| Problem statement |
Leave the pictures out and write out the rest of the listing word for word.

| Material for this task |
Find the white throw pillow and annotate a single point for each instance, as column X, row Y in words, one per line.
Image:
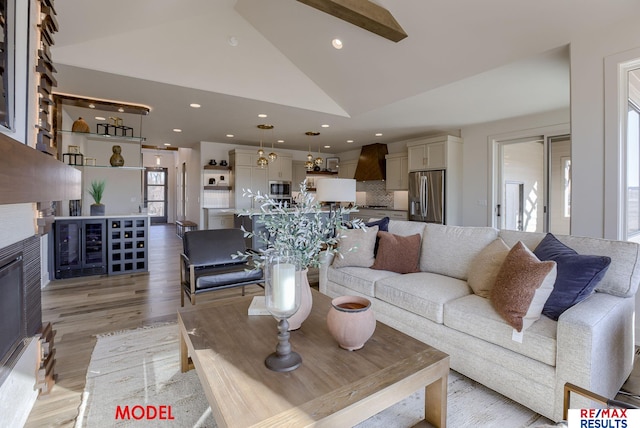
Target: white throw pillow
column 355, row 247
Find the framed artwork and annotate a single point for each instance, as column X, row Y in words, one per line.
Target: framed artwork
column 332, row 164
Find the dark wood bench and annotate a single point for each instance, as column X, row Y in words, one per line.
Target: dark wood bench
column 183, row 226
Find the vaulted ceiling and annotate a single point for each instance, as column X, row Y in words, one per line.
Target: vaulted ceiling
column 463, row 62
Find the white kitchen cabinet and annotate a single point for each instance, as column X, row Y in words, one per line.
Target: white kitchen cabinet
column 397, row 171
column 220, row 220
column 424, row 156
column 246, row 175
column 299, row 173
column 444, row 152
column 347, row 169
column 281, row 168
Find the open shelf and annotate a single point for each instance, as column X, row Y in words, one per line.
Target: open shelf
column 218, row 167
column 111, row 138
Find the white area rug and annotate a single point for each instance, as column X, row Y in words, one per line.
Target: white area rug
column 141, row 367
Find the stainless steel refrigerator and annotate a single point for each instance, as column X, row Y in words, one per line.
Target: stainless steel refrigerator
column 426, row 196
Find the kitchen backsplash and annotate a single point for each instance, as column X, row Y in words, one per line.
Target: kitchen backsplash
column 376, row 193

| Response |
Find the white throw pillow and annotate a single point for each instance, as column X, row Y in words, one per line.
Image:
Target: white throw pillow
column 355, row 247
Find the framed artwork and annotate a single point for each instance, as column X, row Y in words, one per line.
Target: framed artwork
column 332, row 164
Find the dark wood bench and annotate a single point for each instance, as column X, row Y in words, one per line.
Target: dark wood bench
column 183, row 226
Find the vaulted ceiling and annotate a single point for each instance, as column X, row Y in words, one per line.
Target: vaulted ceiling
column 463, row 62
Find the white kitchen cabinet and annotate a single point for each instance, as column X, row Y in words, one per line.
Target: white kitchen cabinet
column 397, row 171
column 220, row 220
column 424, row 156
column 246, row 175
column 299, row 173
column 444, row 152
column 347, row 169
column 281, row 168
Find the open shelf and annotate a single point for each instance, as column X, row Y in words, one per line.
Target: open shelf
column 218, row 167
column 111, row 138
Find the white area rug and annotate a single point for each instance, as column X, row Y in words, one per line.
Target: white area rug
column 141, row 367
Find the stainless steel refrigerator and annotate a single point for each instance, as column X, row Y in words, one per line.
Target: stainless steel refrigerator
column 426, row 196
Find the kitchen backsplash and annotate a single point for each instance, as column X, row Y in words, one per line.
Target: kitchen backsplash
column 376, row 193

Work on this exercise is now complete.